• _Passage_
= Beginning of Section =
Researchers at the Kunming Institute of Zoology have identified five species of the Chinese giant salamander, and there is evidence to suggest that there could be more species not yet discovered. A second study has revealed that all Chinese giant salamanders are expected to disappear, and some of the five newly identified species may already be extinct in the wild.
“We were not surprised to discover more than one species, as an earlier study suggested, but the extent of diversity -perhaps up to eight species – uncovered by the analyses sat us back in our chairs,” said study co-author Jing Che. “This was not expected.”
The Chinese giant salamander is the largest amphibian in the world, weighing more than 140 pounds. The endangered creatures are protected by law in China, where they are considered a luxury food, and only the consumption of those bred in captivity is legal. However, farming cannot keep up with the demand, and poaching has become a major threat.
The researchers explained that farming giant salamanders and releasing them back into the wild without any regard for their genetic differences is putting the salamanders at an even greater risk.
“The overexploitation of these incredible animals for human consumption has had a catastrophic effect on their numbers in the wild over an amazingly short time span,” said co-author Samuel Turvey. “Unless coordinated conservation measures are put in place as a matter of urgency, the future of the world’s largest amphibian is in serious jeopardy.”
Che explained that salamander farms have sought to “maximize variation” by exchanging salamanders across long distances. As a result, distinct species have been mixed and wild populations may be at risk of becoming locally maladapted.
The experts found genetic evidence that giant salamanders living in different river systems gradually evolved into five distinct species.
The second study revealed that populations of the giant salamanders, which were once widespread, have critically declined across all observed areas of their range. The researchers were unable to predict the survival of wild salamanders at any survey site.
“Conservation strategies for the Chinese giant salamander require urgent updating,” said Che. She said it is especially critical to reconsider the design of reserves to protect the salamanders.
“Together with addressing wider pressures such as poaching for commercial farms and habitat loss, it’s essential that suitable safeguards are put in place to protect the unique genetic lineage of these amazing animals,” said study co-author Fang Yan.
= End of Section =
• _Data records_
= Beginning of Section =
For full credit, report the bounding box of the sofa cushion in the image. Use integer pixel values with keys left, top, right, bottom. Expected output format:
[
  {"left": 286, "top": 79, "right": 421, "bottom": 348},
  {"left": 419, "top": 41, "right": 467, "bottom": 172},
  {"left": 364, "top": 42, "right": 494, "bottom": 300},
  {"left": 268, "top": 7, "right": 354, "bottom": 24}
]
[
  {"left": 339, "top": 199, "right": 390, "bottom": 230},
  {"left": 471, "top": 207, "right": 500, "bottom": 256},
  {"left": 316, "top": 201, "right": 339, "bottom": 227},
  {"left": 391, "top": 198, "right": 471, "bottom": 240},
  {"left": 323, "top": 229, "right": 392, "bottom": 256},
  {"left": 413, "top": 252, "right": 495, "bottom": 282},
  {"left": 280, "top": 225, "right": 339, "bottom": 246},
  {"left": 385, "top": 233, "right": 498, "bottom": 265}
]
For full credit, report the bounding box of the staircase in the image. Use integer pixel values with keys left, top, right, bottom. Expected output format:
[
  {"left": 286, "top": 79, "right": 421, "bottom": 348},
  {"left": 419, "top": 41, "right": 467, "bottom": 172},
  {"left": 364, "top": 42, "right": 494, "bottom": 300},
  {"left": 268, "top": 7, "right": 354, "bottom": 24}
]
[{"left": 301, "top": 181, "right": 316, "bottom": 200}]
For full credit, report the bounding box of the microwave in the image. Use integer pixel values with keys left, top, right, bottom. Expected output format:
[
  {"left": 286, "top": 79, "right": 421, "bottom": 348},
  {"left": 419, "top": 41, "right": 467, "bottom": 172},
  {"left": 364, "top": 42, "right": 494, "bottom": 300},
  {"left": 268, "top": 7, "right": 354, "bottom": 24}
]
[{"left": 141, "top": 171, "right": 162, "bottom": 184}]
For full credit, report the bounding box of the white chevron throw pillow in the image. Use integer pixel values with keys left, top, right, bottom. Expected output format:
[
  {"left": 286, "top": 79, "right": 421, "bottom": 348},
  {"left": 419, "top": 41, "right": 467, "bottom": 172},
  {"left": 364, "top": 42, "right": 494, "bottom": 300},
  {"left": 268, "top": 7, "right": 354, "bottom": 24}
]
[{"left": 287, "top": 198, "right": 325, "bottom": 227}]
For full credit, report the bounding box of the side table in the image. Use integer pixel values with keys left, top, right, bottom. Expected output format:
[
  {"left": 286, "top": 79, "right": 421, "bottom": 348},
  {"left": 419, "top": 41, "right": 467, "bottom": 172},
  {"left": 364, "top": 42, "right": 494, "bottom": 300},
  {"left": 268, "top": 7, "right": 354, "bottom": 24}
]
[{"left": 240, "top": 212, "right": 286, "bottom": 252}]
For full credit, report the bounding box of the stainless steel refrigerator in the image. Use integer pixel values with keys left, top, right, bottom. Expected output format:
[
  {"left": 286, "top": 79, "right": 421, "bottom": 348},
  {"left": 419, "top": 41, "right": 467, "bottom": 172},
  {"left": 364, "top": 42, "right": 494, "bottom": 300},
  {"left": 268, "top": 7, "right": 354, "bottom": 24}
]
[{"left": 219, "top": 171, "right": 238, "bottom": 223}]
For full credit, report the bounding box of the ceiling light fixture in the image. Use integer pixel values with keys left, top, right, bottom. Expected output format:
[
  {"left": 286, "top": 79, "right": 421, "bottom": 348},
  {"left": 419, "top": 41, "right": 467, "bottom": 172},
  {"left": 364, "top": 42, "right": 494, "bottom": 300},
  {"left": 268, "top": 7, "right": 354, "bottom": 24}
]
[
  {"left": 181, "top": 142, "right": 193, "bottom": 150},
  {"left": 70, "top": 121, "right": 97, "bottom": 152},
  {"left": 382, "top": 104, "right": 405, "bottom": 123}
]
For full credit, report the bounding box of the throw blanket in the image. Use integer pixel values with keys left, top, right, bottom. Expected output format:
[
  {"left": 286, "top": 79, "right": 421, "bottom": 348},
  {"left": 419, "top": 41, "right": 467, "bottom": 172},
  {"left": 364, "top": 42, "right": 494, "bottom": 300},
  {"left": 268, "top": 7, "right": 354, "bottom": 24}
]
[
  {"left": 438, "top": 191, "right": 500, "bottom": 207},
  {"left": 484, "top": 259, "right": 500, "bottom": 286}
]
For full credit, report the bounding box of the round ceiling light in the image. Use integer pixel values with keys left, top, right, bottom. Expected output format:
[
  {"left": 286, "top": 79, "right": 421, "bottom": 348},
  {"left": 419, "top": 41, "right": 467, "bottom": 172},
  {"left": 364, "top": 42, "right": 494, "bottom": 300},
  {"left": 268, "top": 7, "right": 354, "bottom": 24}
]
= End of Section =
• _Problem_
Revise the passage on Chinese giant salamanders, starting at "The experts found" and ending at "co-author Fang Yan.", replacing "reserves" with "sanctuaries". The records have no connection to the text on Chinese giant salamanders.

• _Solved exercise_
The experts found genetic evidence that giant salamanders living in different river systems gradually evolved into five distinct species.
The second study revealed that populations of the giant salamanders, which were once widespread, have critically declined across all observed areas of their range. The researchers were unable to predict the survival of wild salamanders at any survey site.
“Conservation strategies for the Chinese giant salamander require urgent updating,” said Che. She said it is especially critical to reconsider the design of sanctuaries to protect the salamanders.
“Together with addressing wider pressures such as poaching for commercial farms and habitat loss, it’s essential that suitable safeguards are put in place to protect the unique genetic lineage of these amazing animals,” said study co-author Fang Yan.